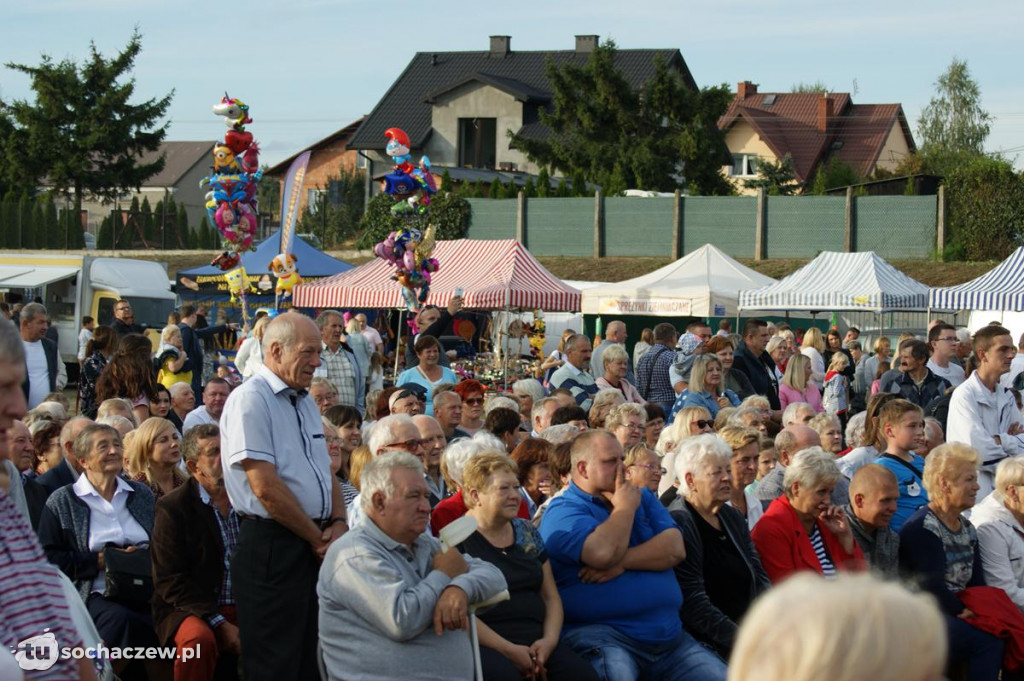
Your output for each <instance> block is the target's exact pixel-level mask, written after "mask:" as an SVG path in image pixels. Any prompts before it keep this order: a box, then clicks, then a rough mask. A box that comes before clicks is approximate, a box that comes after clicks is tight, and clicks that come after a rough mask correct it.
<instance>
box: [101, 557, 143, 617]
mask: <svg viewBox="0 0 1024 681" xmlns="http://www.w3.org/2000/svg"><path fill="white" fill-rule="evenodd" d="M103 565H104V570H105V572H106V588H105V589H104V590H103V597H104V598H110V599H111V600H116V601H121V602H123V603H129V604H135V605H144V604H146V603H148V602H150V598H151V597H152V596H153V563H152V560H151V558H150V548H148V547H137V548H136V549H135V550H134V551H131V552H128V551H125V550H124V549H122V548H120V547H116V546H108V547H105V548H103Z"/></svg>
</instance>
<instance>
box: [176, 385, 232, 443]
mask: <svg viewBox="0 0 1024 681" xmlns="http://www.w3.org/2000/svg"><path fill="white" fill-rule="evenodd" d="M229 394H231V386H229V385H228V384H227V381H225V380H224V379H222V378H217V377H216V376H215V377H213V378H211V379H210V380H209V381H208V382H207V384H206V386H205V387H204V388H203V403H202V405H200V406H199V407H197V408H196V409H194V410H193V411H190V412H188V414H187V415H186V416H185V420H184V422H183V423H182V424H181V435H182V437H183V436H184V434H185V433H187V432H188V431H189V430H191V429H193V428H195V427H196V426H200V425H203V424H210V425H214V426H216V425H220V415H221V414H223V412H224V402H226V401H227V395H229Z"/></svg>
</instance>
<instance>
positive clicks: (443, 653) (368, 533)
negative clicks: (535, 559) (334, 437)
mask: <svg viewBox="0 0 1024 681" xmlns="http://www.w3.org/2000/svg"><path fill="white" fill-rule="evenodd" d="M423 473H424V471H423V465H422V464H421V463H420V462H419V461H418V460H417V459H416V458H415V457H413V456H412V455H410V454H407V453H403V452H392V453H388V454H384V455H383V456H379V457H377V458H376V459H374V460H372V461H371V462H369V463H368V464H367V465H366V467H365V468H364V469H362V474H361V487H362V492H361V495H360V497H359V503H360V505H361V507H362V513H364V516H365V519H364V521H362V522H361V523H359V525H357V526H355V527H353V528H352V529H351V530H349V531H348V533H346V534H345V535H344V536H343V537H342V538H341V539H340V540H338V541H336V542H334V543H333V544H332V545H331V547H330V548H329V549H328V552H327V555H326V556H325V558H324V564H323V566H322V567H321V572H319V580H318V582H317V585H316V595H317V596H318V598H319V642H321V647H322V649H323V654H324V663H325V667H326V669H327V674H328V678H329V679H331V681H337V680H340V679H351V678H353V676H352V672H353V670H358V678H359V679H364V680H367V681H372V680H379V681H392V680H393V679H398V678H407V677H410V676H415V678H417V679H422V680H425V681H451V680H452V679H469V678H471V677H472V676H473V650H472V648H471V646H470V639H469V636H468V635H467V634H466V632H465V631H464V630H465V629H466V628H467V626H468V609H469V606H470V604H472V603H476V602H482V601H485V600H487V599H489V598H493V597H494V596H496V595H497V594H498V593H500V592H501V591H502V590H503V589H505V588H506V582H505V579H504V577H502V573H501V571H500V570H499V569H498V568H497V567H495V566H494V565H492V564H489V563H487V562H484V561H482V560H477V559H475V558H472V557H468V558H464V557H463V556H462V554H460V553H459V552H458V550H455V549H449V550H447V551H445V552H441V551H440V550H439V549H440V546H439V543H438V542H437V540H435V539H433V538H432V537H430V535H429V534H424V533H425V530H426V528H427V519H428V517H429V516H430V502H429V493H428V491H427V483H426V480H424V476H423Z"/></svg>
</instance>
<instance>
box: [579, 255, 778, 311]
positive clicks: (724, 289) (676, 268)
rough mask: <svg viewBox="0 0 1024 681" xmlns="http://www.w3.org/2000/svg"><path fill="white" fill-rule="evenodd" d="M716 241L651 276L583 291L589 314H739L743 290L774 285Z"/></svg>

Problem to solve. Copy all of the data above, substituting "background clicks" for every "negative clicks" and changing nothing else. Omit the pictures.

Exercise result.
Your output for each <instance> block is the target's exact pixel-level mask, written after "mask:" as an SVG path in image pixels. Any prompts before it keep this order: a box, then clicks, then a rough mask. A box that comes before clicks is approximate, a box that comes after clicks is tight, and clicks that come after a rough mask correct it.
<instance>
box: [101, 557, 143, 617]
mask: <svg viewBox="0 0 1024 681" xmlns="http://www.w3.org/2000/svg"><path fill="white" fill-rule="evenodd" d="M103 565H104V570H105V572H106V588H105V589H104V590H103V597H104V598H110V599H111V600H116V601H121V602H123V603H129V604H135V605H144V604H146V603H148V602H150V598H151V597H152V596H153V563H152V560H151V558H150V548H148V547H137V548H136V549H135V550H134V551H131V552H128V551H125V550H124V549H122V548H120V547H116V546H108V547H105V548H103Z"/></svg>
</instance>
<instance>
box: [176, 385, 232, 443]
mask: <svg viewBox="0 0 1024 681" xmlns="http://www.w3.org/2000/svg"><path fill="white" fill-rule="evenodd" d="M229 394H231V386H229V385H228V384H227V381H225V380H224V379H222V378H217V377H216V376H215V377H213V378H211V379H210V380H209V381H208V382H207V384H206V386H205V387H204V388H203V403H202V405H200V406H199V407H197V408H196V409H194V410H193V411H190V412H188V414H187V415H186V416H185V420H184V422H183V423H182V424H181V435H182V437H183V436H184V434H185V433H187V432H188V431H189V430H191V429H193V428H195V427H196V426H200V425H203V424H210V425H214V426H216V425H220V415H221V414H223V412H224V402H226V401H227V395H229Z"/></svg>
</instance>
<instance>
positive clicks: (443, 653) (368, 533)
background clicks: (535, 559) (334, 437)
mask: <svg viewBox="0 0 1024 681" xmlns="http://www.w3.org/2000/svg"><path fill="white" fill-rule="evenodd" d="M423 473H424V471H423V465H422V464H421V463H420V462H419V461H418V460H417V459H416V458H415V457H413V456H412V455H410V454H407V453H403V452H392V453H388V454H384V455H383V456H379V457H377V458H376V459H374V460H372V461H371V462H369V463H368V464H367V465H366V467H365V468H364V469H362V474H361V487H362V492H361V495H360V497H359V503H360V505H361V507H362V513H364V516H365V519H364V521H362V522H361V523H359V525H357V526H355V527H353V528H352V529H351V530H349V531H348V533H346V534H345V535H344V536H343V537H342V538H341V539H340V540H338V541H336V542H334V543H333V544H332V545H331V547H330V548H329V549H328V552H327V555H326V556H325V558H324V564H323V566H322V567H321V572H319V580H318V582H317V585H316V595H317V596H318V598H319V642H321V647H322V649H323V654H324V663H325V667H326V669H327V674H328V678H329V679H331V681H337V680H340V679H351V678H353V676H352V672H353V670H358V678H359V679H364V680H367V681H372V680H379V681H392V680H393V679H398V678H407V677H410V676H415V678H417V679H422V680H425V681H451V680H452V679H469V678H471V677H472V676H473V650H472V648H471V646H470V639H469V636H468V635H467V634H466V632H465V631H464V630H465V629H466V628H467V626H468V609H469V606H470V604H472V603H476V602H482V601H485V600H487V599H489V598H493V597H494V596H496V595H497V594H498V593H500V592H501V591H502V590H503V589H505V588H506V582H505V579H504V577H502V573H501V571H500V570H499V569H498V568H497V567H495V566H494V565H492V564H489V563H487V562H484V561H482V560H477V559H475V558H472V557H468V558H464V557H463V556H462V554H460V553H459V552H458V550H455V549H449V550H447V551H445V552H441V551H440V550H439V549H440V546H439V543H438V542H437V540H435V539H433V538H432V537H430V535H429V534H424V533H425V530H426V528H427V519H428V517H429V516H430V502H429V493H428V491H427V483H426V480H424V476H423Z"/></svg>
</instance>
<instance>
box: [579, 255, 778, 311]
positive clicks: (724, 289) (676, 268)
rough mask: <svg viewBox="0 0 1024 681" xmlns="http://www.w3.org/2000/svg"><path fill="white" fill-rule="evenodd" d="M716 241L651 276L583 291L589 314H739L743 290L774 285Z"/></svg>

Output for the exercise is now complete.